THE CHELSEA WORKHOUSE SCANDALS.
Yesterday, at the Central Criminal Court, before the Common Serjeant, Joseph Bailey, 35, porter, and Hugh Johnson, 16, were indicted for inciting each other to the commission of unnatural offences. Bailey was also indicted for indecently assaulting George Archer and Harry Coombs.
          Mr. Avory prosecuted; Mr. Wills defended Bailey; Mr. Geoghegan watched the case on behalf of the workhouse officials.
          The prisoner Bailey had been for some years employed as kitchen porter at the Chelsea Workhouse, and the younger prisoner was an inmate there. Some time in March of this year a man named Barnes, who was also an inmate of the workhouse, appears to have gone to Scotland-yard and there given certain information to the police authorities respecting certain offences alleged to have been committed in the workhouse. Inquiries were immediately made, with the result that the present proceedings were instituted against the man Bailey and the boy Johnson. The lad Coombs said he was sixteen years of age, and was at present an inmate of the Whitehead’s Home, Chelsea. He entered the Chelsea Workhouse, upon August 1 last year, and was received into a ward over which Bailey had charge. Witness detailed the prisoner Bailey’s conduct towards him upon the night of August 1 last, and said he made a complaint to an inmate named Harrington the next morning, but to none of the workhouse officials.

■ Set of tasks:
• A. Pull out the passage of the court report that runs from "THE CHELSEA WORKHOUSE SCANDALS." to "behalf of the workhouse officials.", copying it word for word.
• B. Condense the paragraph of the court report that begins "The prisoner Bailey had been" into a short bulleted list that keeps its main facts.

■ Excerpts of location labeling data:
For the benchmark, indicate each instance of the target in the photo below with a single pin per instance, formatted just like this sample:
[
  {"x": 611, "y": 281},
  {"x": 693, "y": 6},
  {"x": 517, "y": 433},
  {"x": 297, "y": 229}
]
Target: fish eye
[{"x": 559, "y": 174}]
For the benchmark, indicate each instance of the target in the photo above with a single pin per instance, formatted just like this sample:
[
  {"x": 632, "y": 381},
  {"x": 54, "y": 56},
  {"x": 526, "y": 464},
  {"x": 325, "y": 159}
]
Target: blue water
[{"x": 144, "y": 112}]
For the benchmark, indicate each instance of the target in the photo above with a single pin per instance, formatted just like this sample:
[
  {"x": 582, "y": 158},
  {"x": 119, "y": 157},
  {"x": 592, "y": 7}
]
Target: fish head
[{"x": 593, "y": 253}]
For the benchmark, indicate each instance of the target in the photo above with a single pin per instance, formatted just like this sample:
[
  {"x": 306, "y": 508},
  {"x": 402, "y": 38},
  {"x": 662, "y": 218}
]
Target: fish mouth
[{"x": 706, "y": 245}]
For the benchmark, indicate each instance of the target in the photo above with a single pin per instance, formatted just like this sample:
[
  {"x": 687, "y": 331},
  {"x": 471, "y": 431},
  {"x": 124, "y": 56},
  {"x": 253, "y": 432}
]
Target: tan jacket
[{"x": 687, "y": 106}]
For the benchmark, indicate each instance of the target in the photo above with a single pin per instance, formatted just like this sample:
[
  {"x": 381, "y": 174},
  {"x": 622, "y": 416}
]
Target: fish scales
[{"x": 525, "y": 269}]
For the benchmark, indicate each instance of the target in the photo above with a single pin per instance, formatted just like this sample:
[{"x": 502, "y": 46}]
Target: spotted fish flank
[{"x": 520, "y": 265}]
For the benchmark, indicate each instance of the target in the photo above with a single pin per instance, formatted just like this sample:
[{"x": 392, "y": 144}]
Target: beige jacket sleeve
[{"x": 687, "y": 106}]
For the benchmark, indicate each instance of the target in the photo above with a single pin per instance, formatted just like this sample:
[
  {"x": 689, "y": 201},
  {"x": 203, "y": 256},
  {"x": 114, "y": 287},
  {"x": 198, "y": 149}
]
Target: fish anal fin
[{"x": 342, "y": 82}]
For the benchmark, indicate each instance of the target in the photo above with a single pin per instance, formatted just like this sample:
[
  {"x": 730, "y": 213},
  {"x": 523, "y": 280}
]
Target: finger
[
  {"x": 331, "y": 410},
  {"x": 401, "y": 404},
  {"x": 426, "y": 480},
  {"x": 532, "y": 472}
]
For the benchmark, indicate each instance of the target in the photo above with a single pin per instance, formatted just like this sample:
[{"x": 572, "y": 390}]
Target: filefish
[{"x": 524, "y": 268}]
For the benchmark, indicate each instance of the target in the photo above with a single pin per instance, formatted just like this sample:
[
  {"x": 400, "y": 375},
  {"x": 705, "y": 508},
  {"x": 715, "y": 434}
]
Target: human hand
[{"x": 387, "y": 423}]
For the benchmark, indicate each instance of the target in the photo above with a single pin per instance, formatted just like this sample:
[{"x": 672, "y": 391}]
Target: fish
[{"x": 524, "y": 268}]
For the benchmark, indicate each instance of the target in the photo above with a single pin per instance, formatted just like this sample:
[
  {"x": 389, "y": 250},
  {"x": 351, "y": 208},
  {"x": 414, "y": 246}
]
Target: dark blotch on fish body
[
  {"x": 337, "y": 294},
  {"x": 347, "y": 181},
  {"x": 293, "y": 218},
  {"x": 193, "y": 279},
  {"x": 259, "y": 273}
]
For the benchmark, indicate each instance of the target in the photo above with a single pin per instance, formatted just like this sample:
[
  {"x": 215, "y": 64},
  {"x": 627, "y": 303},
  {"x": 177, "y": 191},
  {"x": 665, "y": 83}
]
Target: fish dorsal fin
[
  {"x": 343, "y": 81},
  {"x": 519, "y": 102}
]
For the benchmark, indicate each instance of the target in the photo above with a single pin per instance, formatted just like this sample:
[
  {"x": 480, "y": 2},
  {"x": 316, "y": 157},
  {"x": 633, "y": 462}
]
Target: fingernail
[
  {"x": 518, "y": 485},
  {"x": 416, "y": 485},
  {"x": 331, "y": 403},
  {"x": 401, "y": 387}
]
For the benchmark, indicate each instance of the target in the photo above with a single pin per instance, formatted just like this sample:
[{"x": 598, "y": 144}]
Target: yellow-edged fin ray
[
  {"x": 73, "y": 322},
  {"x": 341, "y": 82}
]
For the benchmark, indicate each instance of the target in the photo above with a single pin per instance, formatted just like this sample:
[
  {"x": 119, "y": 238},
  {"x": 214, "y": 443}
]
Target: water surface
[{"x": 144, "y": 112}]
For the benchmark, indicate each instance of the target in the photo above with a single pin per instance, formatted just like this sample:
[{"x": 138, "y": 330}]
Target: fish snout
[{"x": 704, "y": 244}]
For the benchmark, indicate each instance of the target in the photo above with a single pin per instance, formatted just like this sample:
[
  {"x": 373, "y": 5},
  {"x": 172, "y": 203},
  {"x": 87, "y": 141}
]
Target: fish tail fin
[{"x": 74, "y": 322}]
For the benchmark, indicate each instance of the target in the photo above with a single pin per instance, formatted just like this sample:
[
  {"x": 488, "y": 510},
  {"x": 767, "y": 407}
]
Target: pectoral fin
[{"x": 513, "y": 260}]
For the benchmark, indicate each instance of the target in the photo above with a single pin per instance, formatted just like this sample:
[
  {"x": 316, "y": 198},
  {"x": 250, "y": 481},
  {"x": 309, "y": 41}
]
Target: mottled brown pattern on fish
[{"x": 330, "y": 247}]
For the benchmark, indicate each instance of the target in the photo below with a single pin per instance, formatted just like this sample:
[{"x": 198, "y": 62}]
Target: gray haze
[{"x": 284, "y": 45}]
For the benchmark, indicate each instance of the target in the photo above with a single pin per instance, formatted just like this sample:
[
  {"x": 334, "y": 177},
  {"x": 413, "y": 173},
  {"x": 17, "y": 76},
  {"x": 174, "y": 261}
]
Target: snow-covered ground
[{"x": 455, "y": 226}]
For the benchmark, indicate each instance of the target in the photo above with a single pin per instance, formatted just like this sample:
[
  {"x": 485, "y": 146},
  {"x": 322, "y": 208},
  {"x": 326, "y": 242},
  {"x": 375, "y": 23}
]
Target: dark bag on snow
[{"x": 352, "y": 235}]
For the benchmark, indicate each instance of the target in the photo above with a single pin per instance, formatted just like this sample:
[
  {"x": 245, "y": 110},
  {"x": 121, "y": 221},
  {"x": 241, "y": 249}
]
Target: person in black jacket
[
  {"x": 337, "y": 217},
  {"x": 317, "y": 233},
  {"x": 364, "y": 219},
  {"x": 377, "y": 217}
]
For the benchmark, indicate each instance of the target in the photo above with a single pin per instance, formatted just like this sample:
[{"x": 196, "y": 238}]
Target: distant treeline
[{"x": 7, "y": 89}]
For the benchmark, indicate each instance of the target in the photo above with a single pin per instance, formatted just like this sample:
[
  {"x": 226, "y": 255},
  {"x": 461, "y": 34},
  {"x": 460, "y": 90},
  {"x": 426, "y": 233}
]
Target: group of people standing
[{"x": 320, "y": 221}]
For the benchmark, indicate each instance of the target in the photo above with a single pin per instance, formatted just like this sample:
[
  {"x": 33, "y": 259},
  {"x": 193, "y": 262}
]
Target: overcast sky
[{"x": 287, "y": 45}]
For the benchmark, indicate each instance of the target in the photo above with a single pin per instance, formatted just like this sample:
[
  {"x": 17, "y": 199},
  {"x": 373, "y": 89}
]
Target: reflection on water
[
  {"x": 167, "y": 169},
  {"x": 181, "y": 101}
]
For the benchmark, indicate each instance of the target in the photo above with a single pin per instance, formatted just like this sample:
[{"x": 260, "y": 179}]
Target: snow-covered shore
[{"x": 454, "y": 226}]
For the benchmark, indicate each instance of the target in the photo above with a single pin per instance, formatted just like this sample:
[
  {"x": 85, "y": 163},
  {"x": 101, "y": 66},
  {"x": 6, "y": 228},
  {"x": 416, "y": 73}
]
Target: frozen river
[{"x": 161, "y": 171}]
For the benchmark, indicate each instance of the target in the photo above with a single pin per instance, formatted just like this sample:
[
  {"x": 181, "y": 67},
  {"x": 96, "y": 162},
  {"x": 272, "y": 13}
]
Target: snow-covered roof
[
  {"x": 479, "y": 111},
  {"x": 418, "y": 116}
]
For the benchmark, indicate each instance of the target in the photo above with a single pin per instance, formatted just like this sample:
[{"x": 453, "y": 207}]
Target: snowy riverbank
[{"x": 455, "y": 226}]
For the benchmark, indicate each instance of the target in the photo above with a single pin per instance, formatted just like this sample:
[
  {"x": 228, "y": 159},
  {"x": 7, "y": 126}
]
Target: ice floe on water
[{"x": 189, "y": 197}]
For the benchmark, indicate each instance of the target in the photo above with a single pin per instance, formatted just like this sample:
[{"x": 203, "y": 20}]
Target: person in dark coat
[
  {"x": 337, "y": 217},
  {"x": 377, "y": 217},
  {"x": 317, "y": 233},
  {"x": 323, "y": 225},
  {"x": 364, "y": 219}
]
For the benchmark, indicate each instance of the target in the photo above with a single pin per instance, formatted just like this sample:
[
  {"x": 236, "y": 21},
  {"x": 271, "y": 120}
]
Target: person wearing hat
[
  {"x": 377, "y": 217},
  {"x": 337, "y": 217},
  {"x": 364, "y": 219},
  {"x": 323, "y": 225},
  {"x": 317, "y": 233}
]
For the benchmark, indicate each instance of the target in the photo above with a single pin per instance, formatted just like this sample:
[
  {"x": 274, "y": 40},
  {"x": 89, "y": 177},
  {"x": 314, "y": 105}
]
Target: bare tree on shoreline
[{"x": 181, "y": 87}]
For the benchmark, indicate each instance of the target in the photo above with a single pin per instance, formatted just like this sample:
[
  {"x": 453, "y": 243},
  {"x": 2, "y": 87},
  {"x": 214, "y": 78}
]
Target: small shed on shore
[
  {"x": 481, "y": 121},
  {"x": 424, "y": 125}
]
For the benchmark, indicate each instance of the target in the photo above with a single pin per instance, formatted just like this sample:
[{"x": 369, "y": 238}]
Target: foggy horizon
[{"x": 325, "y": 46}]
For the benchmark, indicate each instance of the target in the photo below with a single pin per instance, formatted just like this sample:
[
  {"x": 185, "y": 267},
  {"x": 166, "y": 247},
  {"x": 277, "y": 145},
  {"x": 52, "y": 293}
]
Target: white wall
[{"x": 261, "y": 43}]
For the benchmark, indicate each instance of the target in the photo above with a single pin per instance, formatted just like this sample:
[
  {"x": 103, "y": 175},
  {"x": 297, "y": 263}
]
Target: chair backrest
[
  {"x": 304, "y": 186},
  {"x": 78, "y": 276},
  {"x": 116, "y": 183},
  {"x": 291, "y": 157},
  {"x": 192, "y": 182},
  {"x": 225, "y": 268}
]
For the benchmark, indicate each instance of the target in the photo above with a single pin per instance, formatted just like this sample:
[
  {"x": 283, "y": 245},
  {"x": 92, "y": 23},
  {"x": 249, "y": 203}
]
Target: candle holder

■ Solutions to the tasks:
• A.
THE CHELSEA WORKHOUSE SCANDALS.
Yesterday, at the Central Criminal Court, before the Common Serjeant, Joseph Bailey, 35, porter, and Hugh Johnson, 16, were indicted for inciting each other to the commission of unnatural offences. Bailey was also indicted for indecently assaulting George Archer and Harry Coombs.
          Mr. Avory prosecuted; Mr. Wills defended Bailey; Mr. Geoghegan watched the case on behalf of the workhouse officials.

• B.
- Bailey had worked for some years as kitchen porter at the Chelsea Workhouse, and Johnson was an inmate there.
- In March of this year, Barnes, another inmate, apparently went to Scotland-yard and gave the police information about offences alleged to have been committed in the workhouse.
- Inquiries were made at once, leading to the present proceedings against Bailey and Johnson.
- Coombs said he was sixteen and is now an inmate of the Whitehead's Home, Chelsea.
- He entered the Chelsea Workhouse on August 1 last year and was placed in a ward in Bailey's charge.
- He described Bailey's conduct toward him on the night of August 1. He said he complained the next morning to an inmate named Harrington but not to any workhouse official.